[Records pointing to objects in photos]
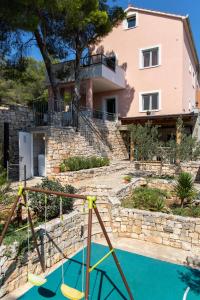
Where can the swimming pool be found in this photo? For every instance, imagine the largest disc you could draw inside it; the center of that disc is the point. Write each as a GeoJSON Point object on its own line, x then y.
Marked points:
{"type": "Point", "coordinates": [149, 279]}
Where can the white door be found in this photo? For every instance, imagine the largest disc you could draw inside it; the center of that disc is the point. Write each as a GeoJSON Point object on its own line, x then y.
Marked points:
{"type": "Point", "coordinates": [25, 155]}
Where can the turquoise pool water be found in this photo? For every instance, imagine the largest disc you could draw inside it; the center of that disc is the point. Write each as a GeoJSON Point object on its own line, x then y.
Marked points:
{"type": "Point", "coordinates": [149, 279]}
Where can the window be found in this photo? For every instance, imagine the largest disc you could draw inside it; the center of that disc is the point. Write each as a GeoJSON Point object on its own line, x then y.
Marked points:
{"type": "Point", "coordinates": [150, 101]}
{"type": "Point", "coordinates": [150, 57]}
{"type": "Point", "coordinates": [131, 22]}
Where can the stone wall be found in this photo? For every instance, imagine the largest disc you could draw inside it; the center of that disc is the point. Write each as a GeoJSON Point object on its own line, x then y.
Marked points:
{"type": "Point", "coordinates": [70, 177]}
{"type": "Point", "coordinates": [113, 146]}
{"type": "Point", "coordinates": [160, 228]}
{"type": "Point", "coordinates": [163, 229]}
{"type": "Point", "coordinates": [60, 242]}
{"type": "Point", "coordinates": [175, 231]}
{"type": "Point", "coordinates": [20, 118]}
{"type": "Point", "coordinates": [169, 169]}
{"type": "Point", "coordinates": [62, 143]}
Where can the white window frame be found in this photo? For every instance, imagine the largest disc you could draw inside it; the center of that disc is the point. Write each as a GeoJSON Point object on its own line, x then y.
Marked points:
{"type": "Point", "coordinates": [104, 102]}
{"type": "Point", "coordinates": [130, 15]}
{"type": "Point", "coordinates": [141, 59]}
{"type": "Point", "coordinates": [141, 94]}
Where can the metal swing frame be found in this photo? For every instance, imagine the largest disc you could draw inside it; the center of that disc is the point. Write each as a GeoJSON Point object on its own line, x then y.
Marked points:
{"type": "Point", "coordinates": [92, 207]}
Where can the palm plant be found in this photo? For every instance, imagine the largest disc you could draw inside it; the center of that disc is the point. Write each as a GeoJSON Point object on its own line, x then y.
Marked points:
{"type": "Point", "coordinates": [184, 188]}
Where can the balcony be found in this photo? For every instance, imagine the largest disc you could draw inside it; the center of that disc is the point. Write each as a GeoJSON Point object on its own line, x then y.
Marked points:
{"type": "Point", "coordinates": [103, 70]}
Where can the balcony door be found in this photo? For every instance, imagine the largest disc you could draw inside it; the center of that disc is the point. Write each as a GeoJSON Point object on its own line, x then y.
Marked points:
{"type": "Point", "coordinates": [110, 108]}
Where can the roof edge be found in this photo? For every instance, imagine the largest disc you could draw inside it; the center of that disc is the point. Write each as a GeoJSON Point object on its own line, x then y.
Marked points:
{"type": "Point", "coordinates": [155, 12]}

AIM OF THE TASK: Turn every line of the records above into a numbered list, omitting any blank lines. Leave the pictures out of the list.

EXERCISE RESULT:
1. Where can the swimming pool be found in this photo? For every instance, imagine the largest disc you could draw inside it; the center of that disc is the point. Write each as a GeoJSON Point object on its own line, x then y.
2. Marked points:
3. {"type": "Point", "coordinates": [149, 279]}
4. Where can the white door be found in this photo? For every instance, imagine the largest disc you could draw inside it; the center of that disc is the point. Write each as a GeoJSON Point object on its own line, x then y.
5. Marked points:
6. {"type": "Point", "coordinates": [25, 155]}
7. Where can the turquoise pool water be found in this photo? For every instance, imagine the largest disc you could draw inside it; the center of that disc is the point. Write each as a GeoJSON Point object on its own line, x then y.
8. Marked points:
9. {"type": "Point", "coordinates": [149, 279]}
10. Where can the window be found in this photo? For every instance, imagine the largest disc you could draw inside it; the center of that disc is the point. Write each as a GeoJSON Point object on its own line, x then y.
11. Marked points:
12. {"type": "Point", "coordinates": [150, 101]}
13. {"type": "Point", "coordinates": [150, 57]}
14. {"type": "Point", "coordinates": [131, 22]}
15. Where can the stone wall be found in this photo? For every instance, imagine the largest disc you could draw inside it; the center of that disc is the point. Write each as a GeoJSON Point object on its own line, x then y.
16. Marked points:
17. {"type": "Point", "coordinates": [70, 177]}
18. {"type": "Point", "coordinates": [113, 146]}
19. {"type": "Point", "coordinates": [160, 228]}
20. {"type": "Point", "coordinates": [163, 229]}
21. {"type": "Point", "coordinates": [60, 242]}
22. {"type": "Point", "coordinates": [175, 231]}
23. {"type": "Point", "coordinates": [20, 118]}
24. {"type": "Point", "coordinates": [169, 169]}
25. {"type": "Point", "coordinates": [62, 143]}
26. Where can the white window frame be found in this photo? For every instance, imagine the largest disc you could draw inside it; the center of that disc is the point. Write each as a GeoJSON Point object on its own line, x then y.
27. Marked points:
28. {"type": "Point", "coordinates": [104, 102]}
29. {"type": "Point", "coordinates": [130, 15]}
30. {"type": "Point", "coordinates": [141, 59]}
31. {"type": "Point", "coordinates": [141, 94]}
32. Where can the metal swing frame be found in this photo? For every instance, imagine the largest disc you could draw inside it; the center of that disc is the point. Write each as a GeoJSON Point object on its own line, x then y.
33. Marked points:
34. {"type": "Point", "coordinates": [92, 207]}
35. Where can the palm plant be found in this photo? For every instance, imagine the largest disc you could draw inside it; the center of that disc is the point. Write each as a GeoJSON Point object on its own line, x then y.
36. Marked points:
37. {"type": "Point", "coordinates": [184, 188]}
38. Where can the balcony be found in this photo? For every instance, imagine the largest disc you could draw inside it; the center of that disc is the point. Write each as a GeoJSON Point object on its own line, x then y.
39. Marked points:
40. {"type": "Point", "coordinates": [103, 70]}
41. Where can the balcony door be found in this photo? For every instance, imagine the largest disc you could draw inside it; the center of that disc is the point. Write each as a GeoJSON Point object on its own line, x then y.
42. Marked points:
43. {"type": "Point", "coordinates": [110, 108]}
44. Where can the roof edge be found in this photo? For every instance, imagine the largest disc you could draw inside it; the center of that disc is the point. Write each as a GeoJSON Point object on its own line, x then y.
45. Marked points:
46. {"type": "Point", "coordinates": [155, 12]}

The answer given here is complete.